_EXTRAIT CHOISI_
::::

La qualité d’écriture de la série progresse par la suite. L’équipe de la « division 1 » est confrontée à des crimes dont l’organisation est de plus en plus complexe. La confrontation à chacun de ces criminels en apprend davantage sur l’antagoniste principal, vers lequel on est petit à petit amené. Les transitions entre les différents antagonistes sont bien réalisées. L’épisode 11, durant lequel la protagoniste se confronte enfin à Shogo, est d’une intensité presque insoutenable.
L’épisode 12, étrangement, nous replonge dans le passé pour nous raconter la manière dont Yayoi, un personnage mineur, est intégré dans l’équipe. (Etrangement aussi, cet épisode seul contient une nouvelle version de l’opening 2, plus jamais reprise par la suite.) L’épisode apporte quelques informations sur le Sybil System et sur certains des protagonistes, mais est globalement inutile à l’intrigue. Il permet au moins au spectateur de reprendre son souffle après l’intensité de l’épisode 11.
On peut dire que le point culminant de la série se trouve à la fin de l’épisode 16, au terme duquel l’antagoniste Shogo croise à nouveau le chemin de la protagoniste Akane, après avoir enfin rencontré son ennemi juré, l’autre protagoniste, Shinya. Le dernier tiers de la série est ensuite très décevant. La série essaie de trouver un moyen crédible de permettre à Shogo d’être encore une menace. Sa confrontation finale avec les protagonistes est assez prévisible, et en fait très insatisfaisante. Il en est de même de l’ouverture qui conclut l’œuvre :
L’inspecteur Akane décide de continuer à obéir au système, mais en suggérant que l’humanité fera son possible pour essayer de le transformer. Le « système » a raison de lui rire au nez. Pourquoi lui a-t-il d’ailleurs révélé son identité ? Il n’y a pas vraiment d’explication satisfaite dans la série. Il n’y avait pas besoin de faire cela pour espérer arrêter Shogo.
Les personnages ne sont pas vraiment un point fort de l’œuvre. Shogo est indéniablement fascinant, ce qui ne veut pas dire complexe. Il parvient à rendre ses subordonnés intéressants et crédibles. Gino est bien écrit, et bien développé. Shinya est malheureusement vite réduit à son obsession pour Shogo. Les personnages féminins sont assez mauvais : beaucoup ne retiendront rien de Shion et de Yayoi en dehors des deux courtes scènes qui suggèrent qu’elles ont des rapports sexuels. L’inutilité de Yayoi est telle que la série s’est sentie obligée de lui consacrer un épisode rétrospectif entier, pour donner au spectateur l’impression qu’elle mérite sa place parmi les « Enforcers » de la division 1.

::::

[Entrées d'annotation de régions]
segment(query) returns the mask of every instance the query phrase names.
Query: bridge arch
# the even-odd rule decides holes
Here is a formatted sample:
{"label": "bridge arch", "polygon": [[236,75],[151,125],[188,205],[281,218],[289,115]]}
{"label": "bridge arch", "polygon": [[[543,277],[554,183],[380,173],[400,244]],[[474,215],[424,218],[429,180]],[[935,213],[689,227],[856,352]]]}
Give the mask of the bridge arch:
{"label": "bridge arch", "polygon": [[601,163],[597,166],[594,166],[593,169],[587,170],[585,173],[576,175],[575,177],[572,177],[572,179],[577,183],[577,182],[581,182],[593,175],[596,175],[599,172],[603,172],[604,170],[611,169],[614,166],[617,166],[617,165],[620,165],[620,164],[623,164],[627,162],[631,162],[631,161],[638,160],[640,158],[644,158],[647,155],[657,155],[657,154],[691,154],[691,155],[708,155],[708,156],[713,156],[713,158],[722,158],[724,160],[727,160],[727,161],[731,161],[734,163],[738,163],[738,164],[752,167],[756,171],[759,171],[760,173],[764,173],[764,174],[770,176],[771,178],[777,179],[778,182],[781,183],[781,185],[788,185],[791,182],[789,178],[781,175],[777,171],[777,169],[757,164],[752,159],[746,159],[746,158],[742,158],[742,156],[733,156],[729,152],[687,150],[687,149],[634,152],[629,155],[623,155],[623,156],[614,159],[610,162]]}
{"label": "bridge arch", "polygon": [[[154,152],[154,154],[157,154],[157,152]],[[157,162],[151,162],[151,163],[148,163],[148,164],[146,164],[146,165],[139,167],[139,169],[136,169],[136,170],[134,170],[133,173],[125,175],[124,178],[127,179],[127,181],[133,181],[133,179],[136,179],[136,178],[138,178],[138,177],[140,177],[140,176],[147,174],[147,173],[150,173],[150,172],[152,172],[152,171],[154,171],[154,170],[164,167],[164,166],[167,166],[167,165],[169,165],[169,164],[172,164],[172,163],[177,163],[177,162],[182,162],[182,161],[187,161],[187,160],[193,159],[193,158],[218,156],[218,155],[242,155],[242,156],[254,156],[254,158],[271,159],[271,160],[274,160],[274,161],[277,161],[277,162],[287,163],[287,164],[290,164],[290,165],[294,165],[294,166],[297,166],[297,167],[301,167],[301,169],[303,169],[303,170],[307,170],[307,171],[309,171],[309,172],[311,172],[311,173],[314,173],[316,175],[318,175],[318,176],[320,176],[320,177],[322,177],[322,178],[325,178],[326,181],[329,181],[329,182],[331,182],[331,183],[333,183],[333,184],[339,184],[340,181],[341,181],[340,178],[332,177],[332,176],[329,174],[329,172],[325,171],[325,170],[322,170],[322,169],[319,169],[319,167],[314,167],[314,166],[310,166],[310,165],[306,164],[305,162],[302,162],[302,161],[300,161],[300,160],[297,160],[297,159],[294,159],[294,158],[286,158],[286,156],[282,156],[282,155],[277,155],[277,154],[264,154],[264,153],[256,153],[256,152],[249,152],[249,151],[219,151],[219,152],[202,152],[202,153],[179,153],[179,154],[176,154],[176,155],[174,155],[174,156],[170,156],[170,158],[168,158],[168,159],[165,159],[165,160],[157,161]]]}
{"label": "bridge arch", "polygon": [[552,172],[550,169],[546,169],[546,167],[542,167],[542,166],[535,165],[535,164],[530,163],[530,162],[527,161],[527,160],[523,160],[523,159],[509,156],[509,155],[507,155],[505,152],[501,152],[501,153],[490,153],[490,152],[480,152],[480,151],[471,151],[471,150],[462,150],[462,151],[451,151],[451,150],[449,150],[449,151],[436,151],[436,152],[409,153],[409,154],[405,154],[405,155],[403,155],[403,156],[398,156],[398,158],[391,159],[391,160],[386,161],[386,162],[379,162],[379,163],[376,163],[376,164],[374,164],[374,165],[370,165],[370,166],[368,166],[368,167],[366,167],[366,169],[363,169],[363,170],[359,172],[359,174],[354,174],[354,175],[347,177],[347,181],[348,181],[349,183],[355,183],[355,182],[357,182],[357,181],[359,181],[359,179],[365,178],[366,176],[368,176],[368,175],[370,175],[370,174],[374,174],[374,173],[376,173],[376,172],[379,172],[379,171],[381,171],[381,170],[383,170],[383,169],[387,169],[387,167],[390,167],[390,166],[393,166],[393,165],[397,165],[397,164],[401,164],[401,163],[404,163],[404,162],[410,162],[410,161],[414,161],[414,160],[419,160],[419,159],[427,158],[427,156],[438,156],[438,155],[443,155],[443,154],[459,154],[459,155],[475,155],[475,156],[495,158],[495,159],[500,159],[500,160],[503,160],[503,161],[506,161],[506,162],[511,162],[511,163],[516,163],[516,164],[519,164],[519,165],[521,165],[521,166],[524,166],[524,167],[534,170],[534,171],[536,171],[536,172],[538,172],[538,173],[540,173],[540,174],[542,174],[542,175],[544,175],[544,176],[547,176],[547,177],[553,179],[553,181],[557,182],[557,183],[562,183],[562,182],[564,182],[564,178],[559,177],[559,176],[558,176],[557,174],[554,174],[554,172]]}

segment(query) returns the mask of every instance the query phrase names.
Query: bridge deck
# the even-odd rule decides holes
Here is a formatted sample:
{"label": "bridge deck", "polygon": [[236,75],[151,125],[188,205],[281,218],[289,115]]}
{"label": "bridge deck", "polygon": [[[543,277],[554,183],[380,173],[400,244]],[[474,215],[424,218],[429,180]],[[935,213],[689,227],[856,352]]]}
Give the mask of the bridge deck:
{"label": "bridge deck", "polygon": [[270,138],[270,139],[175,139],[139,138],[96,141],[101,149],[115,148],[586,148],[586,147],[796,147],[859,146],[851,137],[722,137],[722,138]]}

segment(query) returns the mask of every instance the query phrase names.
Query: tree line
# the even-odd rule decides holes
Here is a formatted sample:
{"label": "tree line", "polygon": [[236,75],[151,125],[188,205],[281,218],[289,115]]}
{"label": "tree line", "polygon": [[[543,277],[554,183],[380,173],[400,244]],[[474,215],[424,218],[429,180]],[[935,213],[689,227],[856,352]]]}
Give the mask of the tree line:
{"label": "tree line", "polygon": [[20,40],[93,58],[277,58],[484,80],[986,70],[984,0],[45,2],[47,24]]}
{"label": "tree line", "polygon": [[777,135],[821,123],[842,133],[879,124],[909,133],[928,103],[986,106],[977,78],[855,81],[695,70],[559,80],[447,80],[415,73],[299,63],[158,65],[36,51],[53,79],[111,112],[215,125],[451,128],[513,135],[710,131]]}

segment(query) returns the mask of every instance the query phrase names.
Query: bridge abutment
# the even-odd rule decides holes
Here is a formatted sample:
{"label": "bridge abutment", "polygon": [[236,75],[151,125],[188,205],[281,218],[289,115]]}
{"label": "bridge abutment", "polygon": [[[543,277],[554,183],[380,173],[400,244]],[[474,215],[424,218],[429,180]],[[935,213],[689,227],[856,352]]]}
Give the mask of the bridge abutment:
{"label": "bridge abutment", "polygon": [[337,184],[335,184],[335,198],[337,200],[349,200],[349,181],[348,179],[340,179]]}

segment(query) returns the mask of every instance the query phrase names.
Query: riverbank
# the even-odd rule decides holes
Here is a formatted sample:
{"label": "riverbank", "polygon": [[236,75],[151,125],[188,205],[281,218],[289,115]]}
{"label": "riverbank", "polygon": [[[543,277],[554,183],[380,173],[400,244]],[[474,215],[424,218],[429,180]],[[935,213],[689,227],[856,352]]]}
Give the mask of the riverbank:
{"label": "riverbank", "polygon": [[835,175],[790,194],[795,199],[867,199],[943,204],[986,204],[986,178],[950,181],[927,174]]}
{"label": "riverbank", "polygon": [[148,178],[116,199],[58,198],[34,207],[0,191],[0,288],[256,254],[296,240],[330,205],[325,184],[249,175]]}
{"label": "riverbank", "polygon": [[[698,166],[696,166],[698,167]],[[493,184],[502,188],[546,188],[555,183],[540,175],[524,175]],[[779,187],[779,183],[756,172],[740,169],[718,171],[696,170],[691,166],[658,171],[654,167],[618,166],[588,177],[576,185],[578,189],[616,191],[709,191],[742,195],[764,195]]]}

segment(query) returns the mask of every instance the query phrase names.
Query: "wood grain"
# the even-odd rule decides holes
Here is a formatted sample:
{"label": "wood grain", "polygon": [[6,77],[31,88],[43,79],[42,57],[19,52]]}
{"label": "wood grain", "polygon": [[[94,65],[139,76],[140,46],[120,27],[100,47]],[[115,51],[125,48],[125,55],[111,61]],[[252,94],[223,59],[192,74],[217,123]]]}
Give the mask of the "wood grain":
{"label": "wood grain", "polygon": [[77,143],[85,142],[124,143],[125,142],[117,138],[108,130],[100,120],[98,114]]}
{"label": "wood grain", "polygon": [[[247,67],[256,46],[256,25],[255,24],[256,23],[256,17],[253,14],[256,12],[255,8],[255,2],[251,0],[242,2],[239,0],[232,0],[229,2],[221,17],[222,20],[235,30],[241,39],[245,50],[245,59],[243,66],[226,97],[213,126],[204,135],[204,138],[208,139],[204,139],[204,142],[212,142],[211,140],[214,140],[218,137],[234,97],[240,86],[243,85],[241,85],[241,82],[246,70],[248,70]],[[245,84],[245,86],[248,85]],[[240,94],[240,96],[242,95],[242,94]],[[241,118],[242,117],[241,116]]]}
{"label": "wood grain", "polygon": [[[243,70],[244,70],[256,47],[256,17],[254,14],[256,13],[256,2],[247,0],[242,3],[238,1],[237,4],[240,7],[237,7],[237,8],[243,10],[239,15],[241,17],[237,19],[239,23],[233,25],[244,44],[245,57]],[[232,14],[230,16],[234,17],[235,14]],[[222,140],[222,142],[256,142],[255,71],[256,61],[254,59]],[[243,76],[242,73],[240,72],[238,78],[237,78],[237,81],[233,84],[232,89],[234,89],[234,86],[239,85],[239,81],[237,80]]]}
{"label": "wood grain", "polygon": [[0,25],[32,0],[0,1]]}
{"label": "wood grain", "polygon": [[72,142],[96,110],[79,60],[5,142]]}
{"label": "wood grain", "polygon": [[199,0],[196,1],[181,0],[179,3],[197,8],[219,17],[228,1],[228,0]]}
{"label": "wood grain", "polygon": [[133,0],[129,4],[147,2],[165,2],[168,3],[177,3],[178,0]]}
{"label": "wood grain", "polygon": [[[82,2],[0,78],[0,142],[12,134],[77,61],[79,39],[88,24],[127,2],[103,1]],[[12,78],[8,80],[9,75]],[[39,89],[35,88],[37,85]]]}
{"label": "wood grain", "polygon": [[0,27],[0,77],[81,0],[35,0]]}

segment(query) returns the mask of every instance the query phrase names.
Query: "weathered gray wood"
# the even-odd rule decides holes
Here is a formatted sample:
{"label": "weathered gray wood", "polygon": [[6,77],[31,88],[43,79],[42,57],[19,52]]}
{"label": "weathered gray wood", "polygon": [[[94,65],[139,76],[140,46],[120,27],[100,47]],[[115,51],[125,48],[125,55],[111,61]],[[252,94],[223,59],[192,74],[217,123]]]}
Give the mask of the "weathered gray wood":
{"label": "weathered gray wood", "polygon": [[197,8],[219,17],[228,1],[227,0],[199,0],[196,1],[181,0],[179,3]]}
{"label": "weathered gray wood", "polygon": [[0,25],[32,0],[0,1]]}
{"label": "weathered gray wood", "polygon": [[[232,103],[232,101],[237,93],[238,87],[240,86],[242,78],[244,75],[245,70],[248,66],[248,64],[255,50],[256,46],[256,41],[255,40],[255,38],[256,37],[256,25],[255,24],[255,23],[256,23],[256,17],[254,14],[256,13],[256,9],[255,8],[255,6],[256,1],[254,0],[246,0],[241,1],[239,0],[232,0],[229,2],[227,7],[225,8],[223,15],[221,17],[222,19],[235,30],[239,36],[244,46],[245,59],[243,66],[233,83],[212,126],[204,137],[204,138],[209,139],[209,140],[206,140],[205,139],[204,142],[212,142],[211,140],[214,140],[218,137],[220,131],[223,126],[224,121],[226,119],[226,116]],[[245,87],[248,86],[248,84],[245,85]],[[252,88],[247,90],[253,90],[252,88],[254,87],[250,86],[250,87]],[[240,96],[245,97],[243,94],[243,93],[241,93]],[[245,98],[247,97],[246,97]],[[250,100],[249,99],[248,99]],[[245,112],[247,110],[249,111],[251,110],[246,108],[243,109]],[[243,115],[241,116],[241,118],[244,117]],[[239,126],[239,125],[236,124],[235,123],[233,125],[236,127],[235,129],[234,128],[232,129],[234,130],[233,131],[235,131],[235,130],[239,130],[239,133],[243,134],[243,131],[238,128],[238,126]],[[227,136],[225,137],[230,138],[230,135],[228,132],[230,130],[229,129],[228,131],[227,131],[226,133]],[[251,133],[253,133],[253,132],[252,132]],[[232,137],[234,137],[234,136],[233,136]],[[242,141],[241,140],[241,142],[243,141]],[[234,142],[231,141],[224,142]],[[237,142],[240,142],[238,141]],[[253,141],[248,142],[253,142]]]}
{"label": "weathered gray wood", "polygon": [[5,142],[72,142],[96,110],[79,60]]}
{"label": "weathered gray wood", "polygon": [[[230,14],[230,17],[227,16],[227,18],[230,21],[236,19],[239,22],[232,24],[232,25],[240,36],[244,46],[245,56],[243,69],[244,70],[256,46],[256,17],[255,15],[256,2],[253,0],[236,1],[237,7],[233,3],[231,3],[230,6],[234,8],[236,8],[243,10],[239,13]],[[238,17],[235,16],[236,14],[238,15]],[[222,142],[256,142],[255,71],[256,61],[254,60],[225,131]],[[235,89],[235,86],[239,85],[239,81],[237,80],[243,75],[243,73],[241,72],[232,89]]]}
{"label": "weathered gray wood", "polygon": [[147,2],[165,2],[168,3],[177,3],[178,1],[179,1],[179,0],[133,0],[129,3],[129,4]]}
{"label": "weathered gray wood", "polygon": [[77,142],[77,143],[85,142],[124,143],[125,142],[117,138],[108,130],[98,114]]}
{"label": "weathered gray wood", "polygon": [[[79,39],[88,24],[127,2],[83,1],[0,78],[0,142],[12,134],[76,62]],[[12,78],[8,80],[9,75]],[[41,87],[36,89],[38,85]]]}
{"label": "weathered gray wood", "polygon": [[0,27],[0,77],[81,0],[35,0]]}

::::

_CONSIGNES DE L'EXERCICE_
**1)** Selon l'extrait, quel service l'épisode 12 rend-il malgré tout au spectateur, et qu'est-ce qui rend ce service nécessaire ?
**2)** Citez l'extrait depuis « L’épisode 12, étrangement, nous » jusqu'à « de l’épisode 11. » inclus.

_CORRIGÉ DES CONSIGNES_
**1)** L'épisode 12 permet au spectateur de reprendre son souffle. L'épisode 11, qui le précède, est en effet d'une intensité presque insoutenable.

**2)**
L’épisode 12, étrangement, nous replonge dans le passé pour nous raconter la manière dont Yayoi, un personnage mineur, est intégré dans l’équipe. (Etrangement aussi, cet épisode seul contient une nouvelle version de l’opening 2, plus jamais reprise par la suite.) L’épisode apporte quelques informations sur le Sybil System et sur certains des protagonistes, mais est globalement inutile à l’intrigue. Il permet au moins au spectateur de reprendre son souffle après l’intensité de l’épisode 11.